What is needed —
Reproduce every one of the rows below verbatim, preserving each line without alteration.

Supplied entries —

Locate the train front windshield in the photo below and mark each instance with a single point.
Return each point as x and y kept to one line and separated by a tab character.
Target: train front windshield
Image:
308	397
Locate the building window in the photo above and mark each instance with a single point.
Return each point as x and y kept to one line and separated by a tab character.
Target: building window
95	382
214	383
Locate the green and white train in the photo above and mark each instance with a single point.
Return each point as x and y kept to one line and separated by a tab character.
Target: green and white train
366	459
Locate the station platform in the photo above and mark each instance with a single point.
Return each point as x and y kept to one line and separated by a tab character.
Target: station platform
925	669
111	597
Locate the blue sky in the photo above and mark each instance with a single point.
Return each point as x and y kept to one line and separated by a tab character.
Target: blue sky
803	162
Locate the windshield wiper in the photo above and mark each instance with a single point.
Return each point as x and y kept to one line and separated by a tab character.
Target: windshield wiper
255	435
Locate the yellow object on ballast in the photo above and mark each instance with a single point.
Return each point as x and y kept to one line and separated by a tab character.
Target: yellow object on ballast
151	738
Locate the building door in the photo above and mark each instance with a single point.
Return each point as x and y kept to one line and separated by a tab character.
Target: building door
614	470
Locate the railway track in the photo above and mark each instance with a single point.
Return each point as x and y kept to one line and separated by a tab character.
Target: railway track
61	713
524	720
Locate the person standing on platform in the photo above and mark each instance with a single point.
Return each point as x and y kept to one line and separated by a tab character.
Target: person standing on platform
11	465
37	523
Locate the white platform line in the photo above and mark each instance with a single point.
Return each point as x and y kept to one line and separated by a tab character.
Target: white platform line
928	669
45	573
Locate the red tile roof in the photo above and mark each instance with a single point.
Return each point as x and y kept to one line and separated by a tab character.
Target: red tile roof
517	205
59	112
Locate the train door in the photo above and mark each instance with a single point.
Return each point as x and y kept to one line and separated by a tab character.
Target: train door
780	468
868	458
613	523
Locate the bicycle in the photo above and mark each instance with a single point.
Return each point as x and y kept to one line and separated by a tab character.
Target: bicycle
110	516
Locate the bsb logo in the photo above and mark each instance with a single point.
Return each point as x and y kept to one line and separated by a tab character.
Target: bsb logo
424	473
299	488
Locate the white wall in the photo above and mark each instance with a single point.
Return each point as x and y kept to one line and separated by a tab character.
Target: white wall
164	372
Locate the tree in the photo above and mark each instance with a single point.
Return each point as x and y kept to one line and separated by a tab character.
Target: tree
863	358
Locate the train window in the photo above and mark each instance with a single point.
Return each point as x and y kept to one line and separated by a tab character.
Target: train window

Written reply —
Locate the train front windshield in the photo below and mark each instance with a single point.
Return each point as x and y kept to one line and separated by a tab character.
Target: train front windshield
Image:
308	397
Locate the building window in the photo above and mark each instance with a single point.
Return each point as x and y kept to one line and separated by a tab character.
Target: building window
95	382
214	383
Locate the green and white train in the photo above and mark each instance with a single point.
Return each point as x and y kept to one line and separated by a tab character.
Target: green and white train
366	459
Locate the station platform in the photo above and mark each instance with a single point.
Return each point as x and y kept to one line and separated by a tab character.
Target: station platform
925	669
111	597
Locate the blue sky in the photo above and mark each instance with a single point.
Return each point as x and y kept to one line and separated by a tab character.
Target: blue sky
803	162
Locate the windshield wiper in the photo above and mark each instance with a single point.
Return each point as x and y kept to one line and separated by a tab character.
Target: windshield wiper
255	435
Locate the yellow object on ballast in the photo above and mark each instance with a single point.
Return each point as x and y kept to one line and separated by a tab character.
Target: yellow object on ballast
151	738
Locate the building door in the photo above and mark each instance with a single point.
Return each point as x and y kept to one line and separated by a tab character.
Target: building door
614	470
Locate the railway track in the photo above and mark each instance with a single point.
Return each point as x and y kept to one line and separated by a tab character.
Target: railway track
61	713
524	720
Locate the person standing on platform in the photo above and mark each instance with a single point.
Return each point as x and y kept to one line and separated by a tab character.
Target: person standing on platform
11	465
37	523
Locate the white platform line in the photo above and mark each instance with a single point.
Return each point as x and y kept to one line and separated by a tab character.
Target: white platform line
928	669
45	573
Locate the red tile roof in the photo above and mark each instance with a single point.
Return each point as x and y kept to one line and separated by a tab character.
Target: red tile roof
517	205
59	112
Locate the train door in the photo above and mark each instance with a single point.
Return each point as x and y kept to one line and separated by a tab character.
Target: train door
780	468
868	458
613	523
Locate the bicycle in the photo above and mark each instance with a single point.
Return each point as x and y kept to one line and separated by a tab character.
Target: bicycle
110	516
Locate the bsb logo in the photo above and mark each instance with a single point.
Return each point as x and y kept to one line and separated by a tab character.
Target: bsb logo
424	473
299	488
Locate the white wall in the photo above and mark each instance with a single point.
Return each point as x and y kept to one line and separated by a tab character.
Target: white wall
164	372
Locate the tree in the photo above and mark each instance with a single point.
Return each point as x and y kept to one line and separated by a tab character.
Target: tree
863	358
Locate the train window in the photo above and mark each instance with a single point.
Return each point as x and y kept to one line and separated by a tab character.
Target: train window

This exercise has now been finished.